=== EXTRAIT DU DOCUMENT ===
Par Drieu Godefridi
Le 21 juillet dernier, le « biostatisticien » Kurt Barbé publiait le graphe suivant, « projettant » les hospitalisations COVID « possibles » en Belgique « si des mesures radicales ne sont pas prises » :
Ce graphe était aussitôt repris par l’ensemble de la presse, qui en appelait derechef à l’adoption immédiate des mesures les plus radicales.
Nous sommes le 29 août, voici maintenant le graphe SCIENSANO des hospitalisations COVID réelles :
On le constate : non seulement la « deuxième vague » n’a pas été pire que la première ; en réalité, selon le critère même sélectionné par le « biostatisticien » Kurt Barbé — celui des hospitalisations — il n’y a pas eu de deuxième vague du tout.
Ce constat est corroboré quant à la courbe des décès, qui atteste également de l’absence de « deuxième vague ».
La reponsabilité d’un intellectuel par rapport à ce que l’on fait de ses idées est un vieux débat. Charles de Gaulle, comme on le priait de commuer la condamnation à mort de Robert Brasillach, refusait : « Dans les lettres, comme en tout, le talent est un titre de responsabilité. »
Dans ce débat de la responsabilité personnelle de l’intellectuel, deux thèses s’affrontent. Selon la première, l’intellectuel est responsable de la mise en application de ses idées. L’intellectuel qui incite à des politiques radicales, même s’il ne collabore aucunement à leur mise en œuvre, en partage la responsabilité. Selon la seconde thèse, seul le politique assume la responsabilité des mesures décidées ; l’intellectuel restant en quelque façon immunisé de toute idée de responsabilité, dans le confort de son « poële » (l’image est de Descartes).
=== DONNÉES EXTRAITES ===
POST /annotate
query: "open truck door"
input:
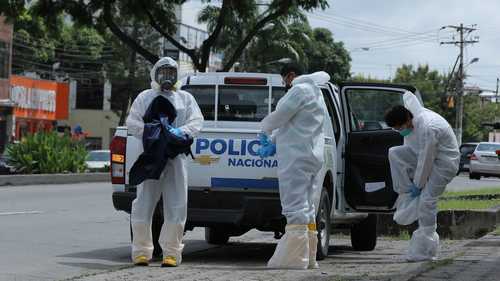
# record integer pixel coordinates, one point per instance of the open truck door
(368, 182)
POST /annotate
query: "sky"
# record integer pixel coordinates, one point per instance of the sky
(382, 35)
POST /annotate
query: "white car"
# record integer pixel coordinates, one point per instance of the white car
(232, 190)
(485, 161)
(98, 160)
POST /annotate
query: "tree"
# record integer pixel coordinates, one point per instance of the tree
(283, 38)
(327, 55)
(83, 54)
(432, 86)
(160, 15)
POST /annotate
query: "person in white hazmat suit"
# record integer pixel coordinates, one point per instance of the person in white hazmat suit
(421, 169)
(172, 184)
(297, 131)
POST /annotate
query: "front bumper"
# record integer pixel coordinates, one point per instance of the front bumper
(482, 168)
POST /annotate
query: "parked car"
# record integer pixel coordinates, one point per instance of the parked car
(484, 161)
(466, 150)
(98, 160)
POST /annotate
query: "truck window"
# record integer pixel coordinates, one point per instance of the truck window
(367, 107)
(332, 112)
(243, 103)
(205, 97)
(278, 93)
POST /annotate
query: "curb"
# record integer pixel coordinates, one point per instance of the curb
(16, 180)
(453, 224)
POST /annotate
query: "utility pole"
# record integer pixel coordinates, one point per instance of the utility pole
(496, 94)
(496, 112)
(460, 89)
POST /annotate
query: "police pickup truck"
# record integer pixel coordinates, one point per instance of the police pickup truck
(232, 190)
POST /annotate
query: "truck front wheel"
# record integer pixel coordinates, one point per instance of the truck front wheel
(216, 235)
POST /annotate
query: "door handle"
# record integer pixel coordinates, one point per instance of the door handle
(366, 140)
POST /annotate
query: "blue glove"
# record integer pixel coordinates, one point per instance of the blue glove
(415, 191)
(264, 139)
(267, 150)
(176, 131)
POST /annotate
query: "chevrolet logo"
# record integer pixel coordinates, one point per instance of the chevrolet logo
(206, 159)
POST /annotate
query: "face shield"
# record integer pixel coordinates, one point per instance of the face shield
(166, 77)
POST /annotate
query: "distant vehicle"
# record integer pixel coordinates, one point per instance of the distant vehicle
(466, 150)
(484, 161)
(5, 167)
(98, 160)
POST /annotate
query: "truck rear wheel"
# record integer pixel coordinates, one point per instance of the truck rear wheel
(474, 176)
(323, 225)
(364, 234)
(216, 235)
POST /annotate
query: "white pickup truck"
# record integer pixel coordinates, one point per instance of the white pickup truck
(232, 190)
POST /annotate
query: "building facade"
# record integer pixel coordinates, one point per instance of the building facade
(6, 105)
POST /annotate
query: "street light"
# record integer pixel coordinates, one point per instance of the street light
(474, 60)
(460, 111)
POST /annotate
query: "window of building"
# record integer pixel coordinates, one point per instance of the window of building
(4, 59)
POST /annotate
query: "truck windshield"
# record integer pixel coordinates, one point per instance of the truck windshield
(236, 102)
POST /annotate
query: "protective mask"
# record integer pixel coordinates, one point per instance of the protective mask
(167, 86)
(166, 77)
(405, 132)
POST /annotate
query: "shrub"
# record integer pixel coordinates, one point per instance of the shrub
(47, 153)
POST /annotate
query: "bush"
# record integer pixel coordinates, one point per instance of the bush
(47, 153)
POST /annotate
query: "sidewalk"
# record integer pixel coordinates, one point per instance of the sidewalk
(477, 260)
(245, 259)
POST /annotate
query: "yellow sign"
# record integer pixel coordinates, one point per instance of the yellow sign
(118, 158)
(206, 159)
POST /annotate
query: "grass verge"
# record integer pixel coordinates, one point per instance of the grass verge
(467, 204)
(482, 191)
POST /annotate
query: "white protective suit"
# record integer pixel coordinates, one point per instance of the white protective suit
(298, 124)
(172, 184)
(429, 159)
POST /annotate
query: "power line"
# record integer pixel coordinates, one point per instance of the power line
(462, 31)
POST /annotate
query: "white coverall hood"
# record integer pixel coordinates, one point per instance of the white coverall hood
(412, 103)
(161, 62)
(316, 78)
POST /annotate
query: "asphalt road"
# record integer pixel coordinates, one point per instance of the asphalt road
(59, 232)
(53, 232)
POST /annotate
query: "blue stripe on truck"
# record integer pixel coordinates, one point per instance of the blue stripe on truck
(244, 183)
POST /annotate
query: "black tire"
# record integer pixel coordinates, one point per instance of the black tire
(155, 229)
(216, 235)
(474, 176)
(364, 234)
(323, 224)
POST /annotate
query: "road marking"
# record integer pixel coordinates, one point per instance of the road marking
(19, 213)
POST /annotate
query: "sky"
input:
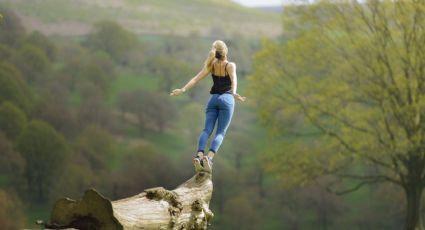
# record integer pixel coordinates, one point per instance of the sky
===
=== DONNÉES EXTRAITES ===
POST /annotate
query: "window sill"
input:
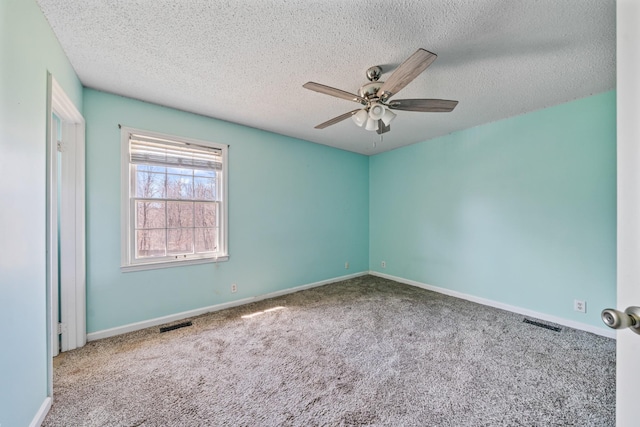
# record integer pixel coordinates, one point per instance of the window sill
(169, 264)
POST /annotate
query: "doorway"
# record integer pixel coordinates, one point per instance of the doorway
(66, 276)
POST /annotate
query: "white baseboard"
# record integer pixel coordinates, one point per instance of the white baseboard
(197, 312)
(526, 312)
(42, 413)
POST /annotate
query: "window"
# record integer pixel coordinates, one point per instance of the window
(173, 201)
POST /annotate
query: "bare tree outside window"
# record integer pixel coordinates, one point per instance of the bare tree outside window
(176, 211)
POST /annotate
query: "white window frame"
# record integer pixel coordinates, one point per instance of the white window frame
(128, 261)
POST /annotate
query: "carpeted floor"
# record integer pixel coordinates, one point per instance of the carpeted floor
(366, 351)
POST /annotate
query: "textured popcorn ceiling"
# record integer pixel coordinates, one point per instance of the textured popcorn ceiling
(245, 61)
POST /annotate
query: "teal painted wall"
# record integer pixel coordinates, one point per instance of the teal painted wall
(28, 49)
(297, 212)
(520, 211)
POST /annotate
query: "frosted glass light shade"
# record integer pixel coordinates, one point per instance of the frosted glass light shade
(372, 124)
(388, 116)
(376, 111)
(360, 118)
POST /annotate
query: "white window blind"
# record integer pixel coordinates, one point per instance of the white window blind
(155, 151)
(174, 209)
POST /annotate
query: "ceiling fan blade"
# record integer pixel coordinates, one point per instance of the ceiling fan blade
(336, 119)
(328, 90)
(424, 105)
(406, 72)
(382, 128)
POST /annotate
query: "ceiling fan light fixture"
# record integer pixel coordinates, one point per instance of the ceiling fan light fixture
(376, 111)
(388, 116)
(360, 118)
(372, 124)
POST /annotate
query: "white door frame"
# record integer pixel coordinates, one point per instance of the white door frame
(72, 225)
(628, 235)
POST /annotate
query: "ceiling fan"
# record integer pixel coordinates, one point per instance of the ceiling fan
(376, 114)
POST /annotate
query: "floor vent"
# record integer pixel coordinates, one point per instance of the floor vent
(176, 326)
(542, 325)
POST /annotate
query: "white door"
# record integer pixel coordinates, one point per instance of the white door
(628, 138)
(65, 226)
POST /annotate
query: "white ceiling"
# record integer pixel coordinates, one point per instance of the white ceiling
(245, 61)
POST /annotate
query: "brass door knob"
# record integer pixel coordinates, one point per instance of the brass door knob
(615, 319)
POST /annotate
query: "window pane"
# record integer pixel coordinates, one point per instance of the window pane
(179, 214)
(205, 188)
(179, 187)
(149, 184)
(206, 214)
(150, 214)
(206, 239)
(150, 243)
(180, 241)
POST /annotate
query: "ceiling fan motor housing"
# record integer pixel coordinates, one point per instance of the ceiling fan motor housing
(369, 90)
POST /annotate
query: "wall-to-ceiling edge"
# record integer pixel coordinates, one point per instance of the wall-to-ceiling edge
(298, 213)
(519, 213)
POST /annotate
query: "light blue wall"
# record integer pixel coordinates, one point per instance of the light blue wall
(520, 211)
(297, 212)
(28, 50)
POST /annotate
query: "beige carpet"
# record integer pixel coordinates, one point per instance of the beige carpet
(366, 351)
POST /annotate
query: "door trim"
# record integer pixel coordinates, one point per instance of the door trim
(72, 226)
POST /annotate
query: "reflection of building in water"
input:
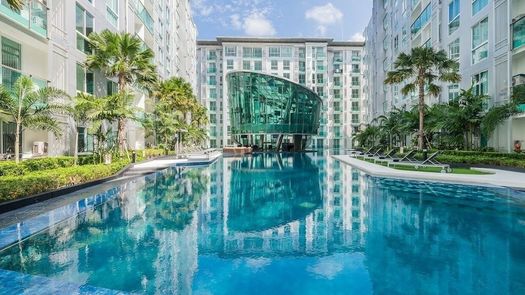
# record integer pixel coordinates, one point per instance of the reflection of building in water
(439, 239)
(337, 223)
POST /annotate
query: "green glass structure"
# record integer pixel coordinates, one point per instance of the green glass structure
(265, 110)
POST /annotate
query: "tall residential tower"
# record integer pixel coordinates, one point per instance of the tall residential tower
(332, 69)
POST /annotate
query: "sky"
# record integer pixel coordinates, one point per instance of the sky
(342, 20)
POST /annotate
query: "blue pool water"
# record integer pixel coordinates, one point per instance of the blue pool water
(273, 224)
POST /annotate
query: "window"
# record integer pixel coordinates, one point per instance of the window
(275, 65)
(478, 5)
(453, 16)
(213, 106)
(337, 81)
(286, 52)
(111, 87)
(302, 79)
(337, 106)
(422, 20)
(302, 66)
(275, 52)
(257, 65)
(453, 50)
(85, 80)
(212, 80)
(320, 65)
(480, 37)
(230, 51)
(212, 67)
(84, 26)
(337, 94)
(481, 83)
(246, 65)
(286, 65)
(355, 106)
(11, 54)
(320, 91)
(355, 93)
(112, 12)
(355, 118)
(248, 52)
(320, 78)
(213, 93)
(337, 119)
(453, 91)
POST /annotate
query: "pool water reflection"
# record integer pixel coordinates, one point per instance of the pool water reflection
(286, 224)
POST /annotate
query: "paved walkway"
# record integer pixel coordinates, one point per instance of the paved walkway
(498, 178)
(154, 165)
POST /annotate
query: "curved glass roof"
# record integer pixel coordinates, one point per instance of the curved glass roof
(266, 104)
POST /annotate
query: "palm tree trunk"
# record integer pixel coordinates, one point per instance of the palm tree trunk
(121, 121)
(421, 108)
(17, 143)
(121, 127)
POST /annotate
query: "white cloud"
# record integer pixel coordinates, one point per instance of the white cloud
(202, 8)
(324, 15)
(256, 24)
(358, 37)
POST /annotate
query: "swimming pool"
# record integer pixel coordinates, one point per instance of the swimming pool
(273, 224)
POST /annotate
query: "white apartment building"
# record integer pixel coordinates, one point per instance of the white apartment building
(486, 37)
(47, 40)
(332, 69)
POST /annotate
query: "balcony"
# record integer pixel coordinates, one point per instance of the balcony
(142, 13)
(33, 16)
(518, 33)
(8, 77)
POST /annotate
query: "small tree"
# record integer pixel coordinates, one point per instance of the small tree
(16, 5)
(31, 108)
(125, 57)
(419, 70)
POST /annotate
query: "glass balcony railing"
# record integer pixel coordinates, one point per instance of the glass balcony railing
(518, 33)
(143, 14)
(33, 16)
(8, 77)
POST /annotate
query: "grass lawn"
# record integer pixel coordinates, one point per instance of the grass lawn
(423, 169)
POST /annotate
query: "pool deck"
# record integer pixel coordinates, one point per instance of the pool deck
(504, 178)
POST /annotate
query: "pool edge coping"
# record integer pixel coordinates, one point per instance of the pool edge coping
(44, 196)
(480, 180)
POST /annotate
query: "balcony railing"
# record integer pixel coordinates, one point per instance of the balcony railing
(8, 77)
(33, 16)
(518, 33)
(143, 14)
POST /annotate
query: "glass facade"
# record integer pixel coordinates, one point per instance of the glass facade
===
* TÂCHE ASSIGNÉE A *
D'après l'article sur les hospitalisations COVID en Belgique, à quelle date Kurt Barbé a-t-il publié son graphe ?
* TÂCHE ASSIGNÉE B *
Modifiez le passage de l'article sur les hospitalisations COVID qui s'ouvre par les mots contenant « Dans ce débat » et se clôt sur « est de Descartes). », en remplaçant « thèses » par « positions ».
* TÂCHE ASSIGNÉE C *
Rédigez la suite de l'article sur les hospitalisations COVID en Belgique à partir de sa dernière phrase.
Les enregistrements n'ont aucun rôle à jouer ici.

* ESPACE DE RÉPONSE A *
Le 21 juillet.

* ESPACE DE RÉPONSE B *
Dans ce débat de la responsabilité personnelle de l’intellectuel, deux positions s’affrontent. Selon la première, l’intellectuel est responsable de la mise en application de ses idées. L’intellectuel qui incite à des politiques radicales, même s’il ne collabore aucunement à leur mise en œuvre, en partage la responsabilité. Selon la seconde thèse, seul le politique assume la responsabilité des mesures décidées ; l’intellectuel restant en quelque façon immunisé de toute idée de responsabilité, dans le confort de son « poële » (l’image est de Descartes).

* ESPACE DE RÉPONSE C *
Notre époque associe constamment toutes sortes d’experts à la prise de décision publique. Il ne nous paraît plus possible, ni souhaitable, d’octroyer à l’expert un pouvoir décisionnel de fait, tout en l’exonérant systématiquement et par avance de toute responsabilité.
Le graphe de M. Barbé a largement contribué a créer la psychose vécue cet été sur le thème de la deuxième vague. La fausseté avérée de cette projection — pas son imprécision : son absence d’un quelconque rapport avec le réel — nous semble engager la responsabilité de son auteur, à tout le moins sur le plan civil et déontologique.
L’argument sur lequel se retranchent très généralement les intellectuels-pyromanes est que — c’est le suprême caveat ! — si des mesures n’avaient pas été prises, alors leur formidable projection se serait avérée.
Ce qui est le type même de ce que l’épistémologue Karl Popper appelait un argument ad hoc, visant à immuniser une théorie de la possibilité même de la critique, en la rendant irréfutable.
Surtout, le COVID n’est pas cantonné aux frontières belges et des pays tels la Suède qui n’ont pris aucune des mesures radicales prisées par le « biostatisticien » Kurt Barbé offrent une courbe identique à la belge, ie absence totale de deuxième vague. En réalité, il n’existe pas un seul pays dans le monde qui ait vécu, en dépit de la profusion de mesures mises en place, ou leur absence, la fantasmagorique « deuxième vague » a fortiori pire que la première professée par M. Barbé.
Les projections du « biostatisticien » Barbé ne sont pas des enfantillages, elles ont des conséquences lourdes dans nos sociétés, souvent terribles sur le plan individuel : violences, désespoir, maladies non soignées, destruction économique, psychose collective.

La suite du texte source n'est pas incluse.